(TASK OBJECTIVE)
In the material below, copy word for word the lines starting at the one that contains "Put a dot on each instance of the blurred" and ending at the one that contains "column 79, row 94", including both of those lines.

Dataset excerpts on pointing to objects
★ ★ ★

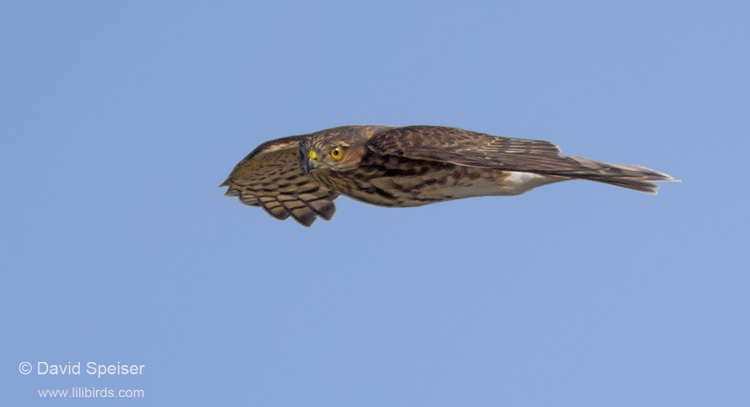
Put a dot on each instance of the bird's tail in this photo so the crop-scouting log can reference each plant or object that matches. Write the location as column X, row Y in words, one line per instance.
column 622, row 175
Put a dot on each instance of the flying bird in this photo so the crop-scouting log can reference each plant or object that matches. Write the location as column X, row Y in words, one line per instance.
column 301, row 176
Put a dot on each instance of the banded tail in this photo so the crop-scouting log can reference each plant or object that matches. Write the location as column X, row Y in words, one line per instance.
column 622, row 175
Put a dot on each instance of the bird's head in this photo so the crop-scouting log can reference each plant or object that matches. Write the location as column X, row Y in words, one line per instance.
column 339, row 149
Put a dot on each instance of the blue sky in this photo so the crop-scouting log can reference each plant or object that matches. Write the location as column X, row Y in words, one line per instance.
column 121, row 118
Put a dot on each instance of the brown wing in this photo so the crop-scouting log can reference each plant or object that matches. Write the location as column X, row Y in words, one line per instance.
column 472, row 149
column 271, row 177
column 468, row 148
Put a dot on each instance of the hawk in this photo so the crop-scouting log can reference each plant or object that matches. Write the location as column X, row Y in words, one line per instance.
column 301, row 176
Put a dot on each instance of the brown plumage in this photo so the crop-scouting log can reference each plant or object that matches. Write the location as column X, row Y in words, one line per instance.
column 300, row 176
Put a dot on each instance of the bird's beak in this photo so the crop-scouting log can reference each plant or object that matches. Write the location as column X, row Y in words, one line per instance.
column 307, row 159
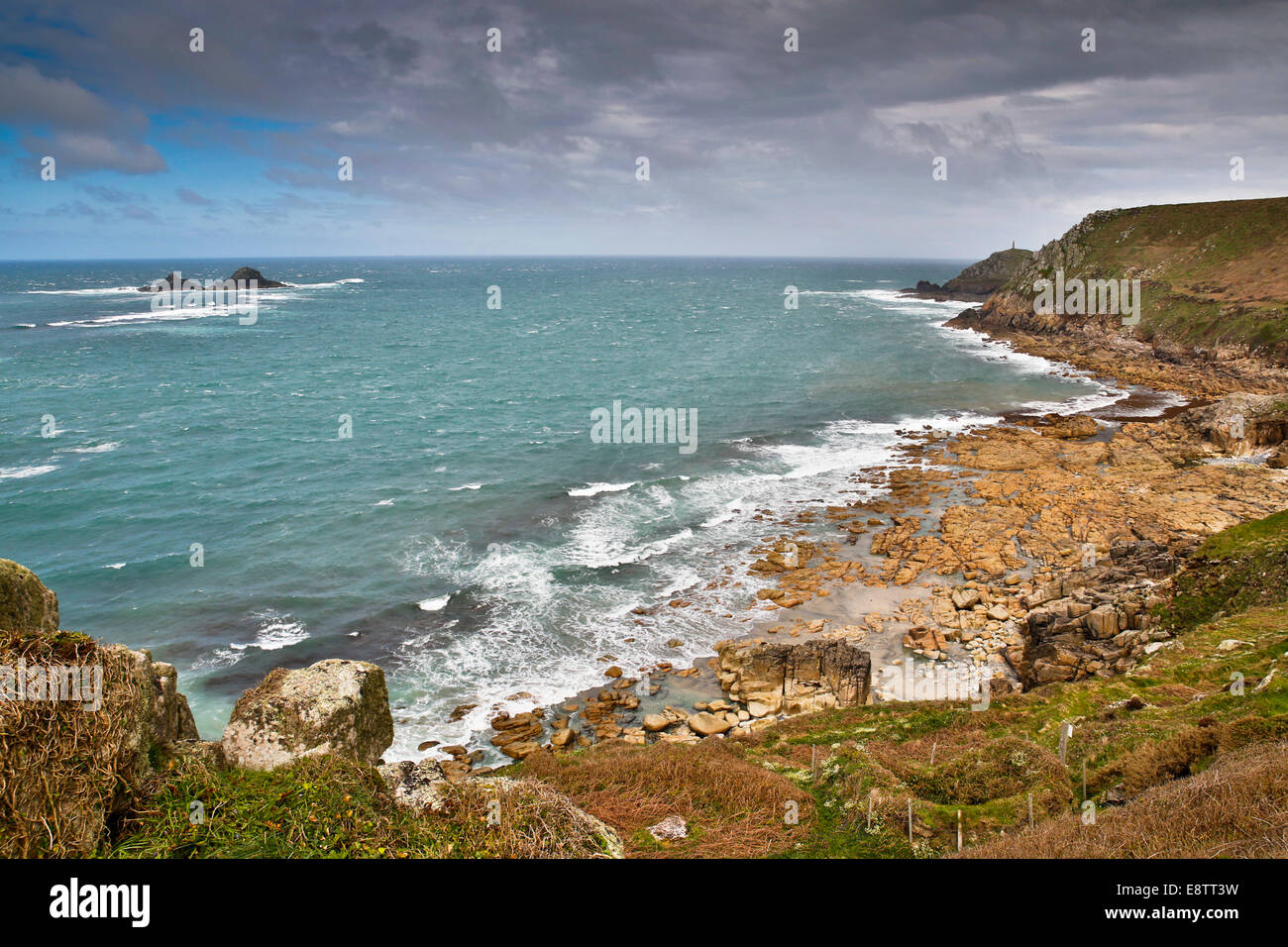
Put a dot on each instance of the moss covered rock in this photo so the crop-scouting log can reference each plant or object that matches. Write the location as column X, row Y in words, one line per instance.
column 334, row 706
column 26, row 605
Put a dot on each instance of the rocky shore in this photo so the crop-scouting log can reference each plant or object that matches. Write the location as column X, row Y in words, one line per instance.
column 999, row 561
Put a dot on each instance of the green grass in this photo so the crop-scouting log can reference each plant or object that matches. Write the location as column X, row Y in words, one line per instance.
column 321, row 808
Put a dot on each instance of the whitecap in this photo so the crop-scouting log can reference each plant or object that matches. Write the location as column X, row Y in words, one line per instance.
column 595, row 488
column 21, row 474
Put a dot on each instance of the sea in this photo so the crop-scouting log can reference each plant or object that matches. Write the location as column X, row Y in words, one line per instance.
column 397, row 459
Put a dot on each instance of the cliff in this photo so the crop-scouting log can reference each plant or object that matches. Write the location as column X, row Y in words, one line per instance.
column 979, row 279
column 1212, row 296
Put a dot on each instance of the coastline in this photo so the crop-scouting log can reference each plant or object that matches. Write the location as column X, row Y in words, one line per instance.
column 892, row 598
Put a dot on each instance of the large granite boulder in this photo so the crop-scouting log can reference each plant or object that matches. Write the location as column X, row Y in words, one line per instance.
column 778, row 678
column 26, row 605
column 69, row 766
column 334, row 706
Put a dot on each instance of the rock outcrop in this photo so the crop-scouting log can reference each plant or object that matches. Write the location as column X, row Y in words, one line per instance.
column 172, row 281
column 778, row 678
column 26, row 605
column 979, row 279
column 71, row 763
column 1098, row 621
column 1209, row 321
column 334, row 706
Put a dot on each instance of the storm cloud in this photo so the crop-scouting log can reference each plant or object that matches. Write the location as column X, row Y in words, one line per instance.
column 751, row 149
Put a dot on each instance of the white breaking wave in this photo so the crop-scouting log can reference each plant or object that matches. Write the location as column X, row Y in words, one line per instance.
column 21, row 474
column 326, row 285
column 595, row 488
column 90, row 449
column 95, row 291
column 274, row 633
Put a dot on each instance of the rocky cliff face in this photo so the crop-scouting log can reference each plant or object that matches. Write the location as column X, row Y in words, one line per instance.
column 979, row 279
column 1214, row 290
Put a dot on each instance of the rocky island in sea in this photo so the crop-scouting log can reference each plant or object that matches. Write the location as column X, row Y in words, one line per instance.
column 244, row 275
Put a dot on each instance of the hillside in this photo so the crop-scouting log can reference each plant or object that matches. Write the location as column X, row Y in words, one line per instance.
column 979, row 279
column 1214, row 286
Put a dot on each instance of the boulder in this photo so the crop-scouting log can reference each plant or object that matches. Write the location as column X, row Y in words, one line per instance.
column 334, row 706
column 798, row 678
column 670, row 828
column 708, row 724
column 417, row 787
column 26, row 605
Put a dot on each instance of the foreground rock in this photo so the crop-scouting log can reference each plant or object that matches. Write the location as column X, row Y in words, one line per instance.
column 1096, row 622
column 773, row 678
column 69, row 766
column 334, row 706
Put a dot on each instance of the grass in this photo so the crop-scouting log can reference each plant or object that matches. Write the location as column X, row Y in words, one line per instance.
column 1235, row 809
column 732, row 808
column 334, row 808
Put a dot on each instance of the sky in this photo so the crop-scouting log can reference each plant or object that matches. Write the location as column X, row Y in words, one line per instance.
column 160, row 150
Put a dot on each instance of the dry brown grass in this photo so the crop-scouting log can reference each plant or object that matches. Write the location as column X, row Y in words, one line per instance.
column 1162, row 761
column 63, row 771
column 1237, row 808
column 733, row 808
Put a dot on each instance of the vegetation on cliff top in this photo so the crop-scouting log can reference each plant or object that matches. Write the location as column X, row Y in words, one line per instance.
column 1211, row 273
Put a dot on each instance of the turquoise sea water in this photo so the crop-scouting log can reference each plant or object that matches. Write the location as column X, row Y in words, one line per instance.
column 469, row 536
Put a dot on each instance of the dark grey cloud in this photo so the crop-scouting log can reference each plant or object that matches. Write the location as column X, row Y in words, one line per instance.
column 738, row 132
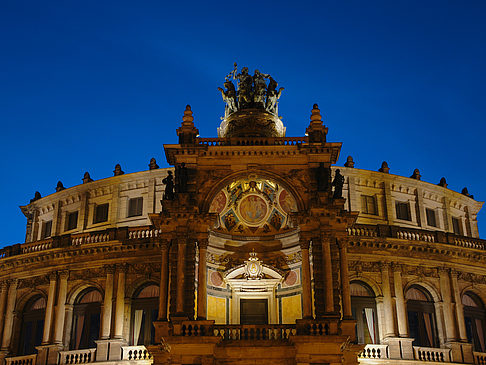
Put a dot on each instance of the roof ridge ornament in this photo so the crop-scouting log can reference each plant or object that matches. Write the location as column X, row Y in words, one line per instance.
column 251, row 91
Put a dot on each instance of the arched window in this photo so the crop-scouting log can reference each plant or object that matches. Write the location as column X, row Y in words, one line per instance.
column 475, row 318
column 32, row 325
column 86, row 320
column 145, row 309
column 363, row 306
column 421, row 317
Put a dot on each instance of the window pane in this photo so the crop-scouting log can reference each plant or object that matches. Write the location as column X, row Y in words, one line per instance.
column 431, row 221
column 72, row 220
column 135, row 207
column 101, row 213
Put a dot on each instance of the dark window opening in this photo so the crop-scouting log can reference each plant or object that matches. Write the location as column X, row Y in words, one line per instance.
column 431, row 217
column 32, row 326
column 253, row 311
column 368, row 205
column 403, row 211
column 46, row 229
column 101, row 213
column 456, row 226
column 135, row 207
column 72, row 221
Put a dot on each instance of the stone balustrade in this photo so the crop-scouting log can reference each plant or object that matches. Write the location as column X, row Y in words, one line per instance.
column 136, row 353
column 372, row 351
column 240, row 332
column 431, row 354
column 21, row 360
column 479, row 358
column 77, row 356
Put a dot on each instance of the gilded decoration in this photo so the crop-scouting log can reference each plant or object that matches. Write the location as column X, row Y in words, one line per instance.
column 253, row 206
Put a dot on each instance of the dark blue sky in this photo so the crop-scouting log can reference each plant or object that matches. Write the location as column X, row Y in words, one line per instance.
column 85, row 85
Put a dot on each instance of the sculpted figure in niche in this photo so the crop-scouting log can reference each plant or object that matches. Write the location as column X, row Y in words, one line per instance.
column 272, row 96
column 338, row 184
column 168, row 181
column 229, row 97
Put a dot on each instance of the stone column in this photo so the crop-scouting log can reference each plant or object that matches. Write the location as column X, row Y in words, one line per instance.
column 390, row 330
column 461, row 323
column 445, row 290
column 181, row 270
column 46, row 337
column 202, row 280
column 306, row 280
column 107, row 304
column 3, row 303
column 61, row 307
column 400, row 302
column 9, row 314
column 164, row 281
column 343, row 266
column 120, row 303
column 326, row 261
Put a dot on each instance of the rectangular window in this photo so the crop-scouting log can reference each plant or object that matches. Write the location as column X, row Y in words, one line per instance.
column 72, row 220
column 403, row 211
column 101, row 213
column 431, row 219
column 135, row 206
column 46, row 229
column 456, row 226
column 368, row 205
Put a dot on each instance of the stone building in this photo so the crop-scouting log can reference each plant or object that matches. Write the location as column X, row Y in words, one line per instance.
column 254, row 248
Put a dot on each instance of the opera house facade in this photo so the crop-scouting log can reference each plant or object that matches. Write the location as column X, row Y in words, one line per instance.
column 253, row 248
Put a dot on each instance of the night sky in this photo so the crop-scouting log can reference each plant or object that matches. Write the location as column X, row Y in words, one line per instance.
column 85, row 85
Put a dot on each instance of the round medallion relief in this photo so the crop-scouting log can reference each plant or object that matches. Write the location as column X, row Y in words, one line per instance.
column 253, row 209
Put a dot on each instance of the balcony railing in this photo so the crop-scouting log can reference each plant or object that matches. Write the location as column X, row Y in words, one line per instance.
column 21, row 360
column 136, row 353
column 147, row 233
column 374, row 352
column 432, row 354
column 238, row 332
column 77, row 356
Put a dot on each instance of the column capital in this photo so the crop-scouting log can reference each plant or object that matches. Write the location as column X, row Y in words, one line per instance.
column 396, row 267
column 122, row 267
column 63, row 274
column 52, row 276
column 109, row 269
column 203, row 244
column 12, row 282
column 384, row 265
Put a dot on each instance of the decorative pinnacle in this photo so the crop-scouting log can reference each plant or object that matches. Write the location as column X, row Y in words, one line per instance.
column 188, row 117
column 316, row 114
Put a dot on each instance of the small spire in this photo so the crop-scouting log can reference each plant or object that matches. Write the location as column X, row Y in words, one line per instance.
column 188, row 117
column 59, row 186
column 442, row 182
column 384, row 167
column 416, row 174
column 316, row 114
column 316, row 131
column 118, row 171
column 153, row 164
column 349, row 162
column 187, row 132
column 87, row 178
column 37, row 196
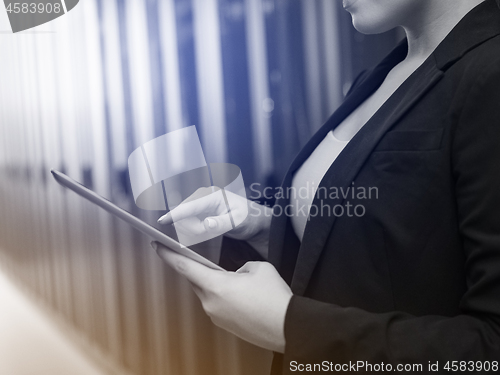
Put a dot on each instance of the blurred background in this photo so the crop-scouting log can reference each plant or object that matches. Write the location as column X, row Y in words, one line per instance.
column 79, row 94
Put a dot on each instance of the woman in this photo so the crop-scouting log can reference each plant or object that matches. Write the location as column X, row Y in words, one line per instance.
column 415, row 279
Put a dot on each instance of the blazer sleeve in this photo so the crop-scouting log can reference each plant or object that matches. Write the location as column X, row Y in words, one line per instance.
column 317, row 331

★ ★ ★

(EXERCISE RESULT)
Put a dot on each instance of the blurred background in this photo so the crop-scouting log can reference each plant or object that matches. Write the location as column X, row Y in words, one line per instance.
column 79, row 94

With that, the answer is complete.